**Document section:**
In May 1990, Pierre left his native Quebec City with his friend Steve Bellemare. On their loaded mountain bikes, they travelled together for almost six years in North America, Europe and Asia. When I first met them in Whistler, in the spring of 1992, they had morphed into the Velcro Brothers, the ones that stick to you—for their adhesive properties!—and they were a vision of big hair, Lycra, warmth, fun and freedom. Twenty five years after their first kilometres together, Steve—with his mtb and panniers—was flying to Nairobi to join us for a month!

Steve showed up with a contagious smile, an “it’s all good” attitude, one and a half litre of microbrew by Microbrasserie de Charlevoix, 2015 maple syrup from the Bouchard’s sugar shack and a box full of goodies: Michelin inner tubes and tires (no more flats!), Shimano cassette and cables, MSR stove, tent and water filter, Therm-a-Rest Prolite sleeping pads, MEC shorts (sent mine to the laundry in Mekele, Ethiopia and never saw them again!), Giro helmets and Seal Line bags, Christmas two months early!

**Directive a:** Show every line of the records below that contains the string "instance".

**Data extract:**
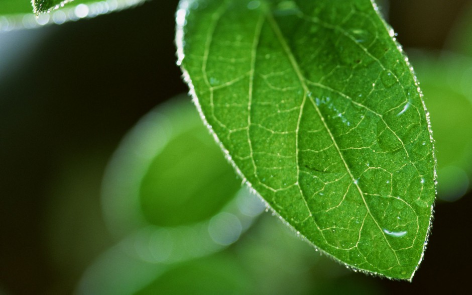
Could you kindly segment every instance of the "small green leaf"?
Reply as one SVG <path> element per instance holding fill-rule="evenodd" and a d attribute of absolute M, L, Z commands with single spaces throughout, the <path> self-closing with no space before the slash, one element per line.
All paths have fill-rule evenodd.
<path fill-rule="evenodd" d="M 42 12 L 48 12 L 55 7 L 59 8 L 61 5 L 64 5 L 73 0 L 33 0 L 33 9 L 34 13 L 39 14 Z"/>
<path fill-rule="evenodd" d="M 182 1 L 179 62 L 248 183 L 347 266 L 411 279 L 435 198 L 428 114 L 369 0 Z"/>

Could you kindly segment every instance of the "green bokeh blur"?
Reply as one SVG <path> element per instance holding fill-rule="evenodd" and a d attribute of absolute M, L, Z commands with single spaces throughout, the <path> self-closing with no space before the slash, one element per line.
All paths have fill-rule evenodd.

**Directive b:** In the account of the bike travels, which city did Steve fly to so he could join the group for a month?

**Solution a:**
Could you kindly segment every instance of the "small green leaf"?
Reply as one SVG <path> element per instance holding fill-rule="evenodd" and a d attribute of absolute M, L, Z commands with single spaces throughout, the <path> self-closing with no space before the slash, one element per line.
Could you kindly segment every instance of the "green bokeh blur"?
Reply as one SVG <path> element per instance holding fill-rule="evenodd" and a d attribute of absolute M, L, Z commands with single spaces throughout, the <path> self-closing with no space before the slash, one element per line.

**Solution b:** Nairobi